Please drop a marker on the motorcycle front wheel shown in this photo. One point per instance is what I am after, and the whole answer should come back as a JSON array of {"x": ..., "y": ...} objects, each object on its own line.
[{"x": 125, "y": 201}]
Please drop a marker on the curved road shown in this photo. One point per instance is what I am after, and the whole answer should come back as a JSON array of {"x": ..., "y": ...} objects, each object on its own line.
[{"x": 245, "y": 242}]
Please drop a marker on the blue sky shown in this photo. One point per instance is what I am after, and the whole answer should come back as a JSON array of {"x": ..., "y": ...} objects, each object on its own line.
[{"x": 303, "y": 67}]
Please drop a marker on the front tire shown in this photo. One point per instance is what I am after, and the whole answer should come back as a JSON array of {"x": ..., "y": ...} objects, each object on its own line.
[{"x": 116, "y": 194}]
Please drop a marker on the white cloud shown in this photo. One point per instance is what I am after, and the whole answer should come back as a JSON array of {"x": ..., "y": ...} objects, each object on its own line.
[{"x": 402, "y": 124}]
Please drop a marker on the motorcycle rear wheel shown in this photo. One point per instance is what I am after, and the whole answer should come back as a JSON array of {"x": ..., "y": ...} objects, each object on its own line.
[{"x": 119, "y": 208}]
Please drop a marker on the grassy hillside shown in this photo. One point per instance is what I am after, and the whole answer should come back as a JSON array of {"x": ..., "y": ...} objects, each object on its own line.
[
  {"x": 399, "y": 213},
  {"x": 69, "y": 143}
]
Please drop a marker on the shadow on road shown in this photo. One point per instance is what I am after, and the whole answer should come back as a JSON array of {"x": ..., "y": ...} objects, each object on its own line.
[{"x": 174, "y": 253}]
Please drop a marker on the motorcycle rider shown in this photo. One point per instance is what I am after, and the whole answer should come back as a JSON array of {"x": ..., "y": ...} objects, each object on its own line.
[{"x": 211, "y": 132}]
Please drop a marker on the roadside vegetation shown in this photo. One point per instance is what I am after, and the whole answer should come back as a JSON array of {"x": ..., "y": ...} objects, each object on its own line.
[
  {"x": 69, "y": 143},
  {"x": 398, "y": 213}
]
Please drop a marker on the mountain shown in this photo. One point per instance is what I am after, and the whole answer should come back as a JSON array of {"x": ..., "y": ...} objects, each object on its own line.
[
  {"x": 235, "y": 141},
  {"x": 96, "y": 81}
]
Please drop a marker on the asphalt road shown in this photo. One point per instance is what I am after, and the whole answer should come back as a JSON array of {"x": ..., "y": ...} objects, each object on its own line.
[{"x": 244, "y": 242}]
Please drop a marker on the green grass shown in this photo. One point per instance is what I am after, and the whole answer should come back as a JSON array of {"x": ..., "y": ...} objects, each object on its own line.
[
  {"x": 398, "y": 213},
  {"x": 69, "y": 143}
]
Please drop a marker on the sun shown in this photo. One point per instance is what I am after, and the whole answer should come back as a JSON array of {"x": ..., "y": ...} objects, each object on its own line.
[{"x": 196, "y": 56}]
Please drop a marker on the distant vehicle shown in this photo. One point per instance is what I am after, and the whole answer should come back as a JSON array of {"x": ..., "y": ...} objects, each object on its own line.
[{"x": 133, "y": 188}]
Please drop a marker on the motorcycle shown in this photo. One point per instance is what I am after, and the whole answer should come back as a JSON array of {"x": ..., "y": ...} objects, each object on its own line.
******
- TASK DESCRIPTION
Set down all of the records above again, word for word and line for line, changing nothing.

- TASK ANSWER
Please drop a marker on the motorcycle front wheel shown in this photo. One point per instance is what I am after, and the whole answer should come back as a JSON array of {"x": ..., "y": ...} objects, each object on its own line.
[{"x": 125, "y": 201}]
Please drop a marker on the curved road shown in this photo. One point per instance is what I am after, and the whole answer should come back as a JSON array of {"x": ..., "y": ...} objects, each object on its own line.
[{"x": 245, "y": 242}]
Please drop a marker on the blue sky shown in this photo. One point per instance is what I am after, and the whole answer should come back as a JSON array of {"x": ..., "y": ...} objects, each object on its own line.
[{"x": 303, "y": 67}]
Please drop a marker on the front tire shown in this photo. One point per instance is what I am after, and the whole answer should come back as a JSON array of {"x": ..., "y": ...} objects, each object on its own line.
[{"x": 116, "y": 194}]
Please drop a marker on the white cloud shown in this photo. One point per instance is what I am after, and the whole answer should come back as a JSON array of {"x": ..., "y": ...} objects, each object on its own line.
[{"x": 402, "y": 124}]
Please drop a marker on the motorcycle rear wheel shown in this photo. One point per instance is what I am after, and the whole answer should come back as a JSON array of {"x": ..., "y": ...} objects, each object on its own line.
[{"x": 119, "y": 208}]
Please drop a marker on the grassy hillside shown in this photo. One point per instance is what I am after, and the whole answer should come back as a JSON array of {"x": ..., "y": ...} objects, each object on its own line.
[
  {"x": 399, "y": 213},
  {"x": 69, "y": 143}
]
Please drop a marker on the shadow on road shown in this photo. One point per instance is what I am after, and the whole answer should come back as a JSON array of {"x": ..., "y": ...} objects, each object on its own line.
[{"x": 174, "y": 253}]
Please drop a marker on the motorcycle rider shown in this photo. One point per instance is what I am after, and the whole answer should come back as a JSON array of {"x": ..., "y": ...} objects, each object on its own line.
[{"x": 211, "y": 132}]
Please drop a marker on the roadside vegetation shown in this photo. One point per instance is what I am after, and the whole answer should come back as a JSON array of {"x": ..., "y": ...} objects, each object on its own line.
[
  {"x": 69, "y": 143},
  {"x": 398, "y": 213}
]
Please drop a marker on the mountain shown in this photo. One point per instance is what I am after, and the whole answer should come back as a JSON array of {"x": ..., "y": ...} objects, each object on its own line.
[
  {"x": 235, "y": 141},
  {"x": 96, "y": 81}
]
Please drop a marker on the asphalt road shown in this photo. One point per instance is what I am after, and the whole answer should come back as a JSON array of {"x": ..., "y": ...} objects, each object on its own line.
[{"x": 244, "y": 242}]
Please drop a marker on the green grass shown in this photo. One point per instance is what I am after, and the whole answer should come back as a JSON array of {"x": ..., "y": ...} objects, each object on its own line.
[
  {"x": 398, "y": 213},
  {"x": 69, "y": 143}
]
Please drop a marker on the sun shown in this photo. One point per instance is what I am after, and the whole answer should come back as a JSON array of {"x": ..., "y": ...} objects, each object on its own line.
[{"x": 196, "y": 56}]
Please drop a marker on the distant vehicle shown in this photo. One point per instance is what I am after, and the whole answer should come back as a JSON array of {"x": ..., "y": ...} objects, each object on its own line.
[{"x": 133, "y": 188}]
Please drop a marker on the motorcycle shown in this photo. One point per instance is what I am after, and the whole answer should come back as a JSON array of {"x": ..., "y": ...} objects, each object on its own line.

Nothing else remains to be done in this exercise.